**INSTRUCTIONS FOR THE TASK**:
In every entry below, swap "Put a marker on" for "Place a point on" and keep everything else the same. Leave the pictures out of your version.

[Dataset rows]
########################################
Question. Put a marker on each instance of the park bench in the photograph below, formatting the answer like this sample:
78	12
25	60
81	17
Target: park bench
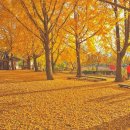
124	85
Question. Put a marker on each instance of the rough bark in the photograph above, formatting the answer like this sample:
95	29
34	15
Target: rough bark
78	59
48	63
12	63
35	63
28	63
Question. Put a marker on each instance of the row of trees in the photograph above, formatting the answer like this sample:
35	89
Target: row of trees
50	27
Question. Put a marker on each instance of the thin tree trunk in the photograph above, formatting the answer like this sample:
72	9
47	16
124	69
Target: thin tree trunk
12	63
48	63
35	63
45	36
118	69
28	63
52	63
78	59
118	46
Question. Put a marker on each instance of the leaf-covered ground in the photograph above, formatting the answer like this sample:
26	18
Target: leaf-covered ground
61	104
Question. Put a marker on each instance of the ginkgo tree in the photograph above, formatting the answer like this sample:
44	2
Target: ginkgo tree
85	23
44	15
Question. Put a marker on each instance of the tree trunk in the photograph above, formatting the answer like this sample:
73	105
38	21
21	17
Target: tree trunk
12	63
118	69
48	63
78	59
118	46
52	63
28	63
35	63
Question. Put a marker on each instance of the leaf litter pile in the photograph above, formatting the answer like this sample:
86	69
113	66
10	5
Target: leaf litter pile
64	105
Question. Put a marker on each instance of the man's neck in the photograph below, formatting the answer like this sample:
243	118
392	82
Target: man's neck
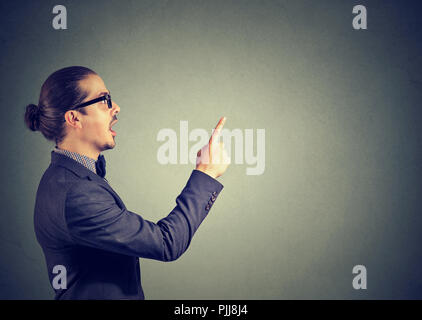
93	154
########################################
**SOLUTION TO THIS PROBLEM**:
Question. Place a point on each instance of the park bench in the photograph below, formatting the answer like this sample:
78	12
25	60
81	17
Target: park bench
124	85
Question. Place a point on each instance of the rough bark in the photograph above, formatting the answer like this sample:
95	29
34	15
Target: rough bark
78	59
48	63
12	63
35	63
28	63
Question. Place a point on each instance of the row of trees in the photograph above, formatting the answer like this sample:
35	89
Target: row of trees
50	27
Question. Place a point on each instance of the thin tree trunk in the photograph above, formatting the answer like this sample:
72	9
47	16
124	69
Target: thin tree trunk
12	63
48	63
35	63
45	36
118	69
28	63
52	63
78	59
118	46
Question. Place a point on each instance of the leaf-covered ground in the photograph above, formatting the answer like this sample:
26	18
Target: leaf-covered ground
61	104
Question. Place a point on each instance of the ginkgo tree in the photograph above, formatting the answer like this sample:
44	2
Target: ginkgo tree
85	23
44	15
Question. Place a point on each instance of the tree trunk in the photograph above, formatting the answer like this sample:
73	105
38	21
21	17
Target: tree trunk
12	63
118	69
48	63
78	59
118	46
52	63
28	63
35	63
Question. Place a point on each instance of the leaf litter pile in the photograph above, formatting the answer like this sample:
86	69
113	66
10	5
Target: leaf litter pile
64	105
Question. Place a point on each instance of the man's neck in the photograph below, formatting the answer like this sample:
243	118
392	82
Target: man's neck
93	154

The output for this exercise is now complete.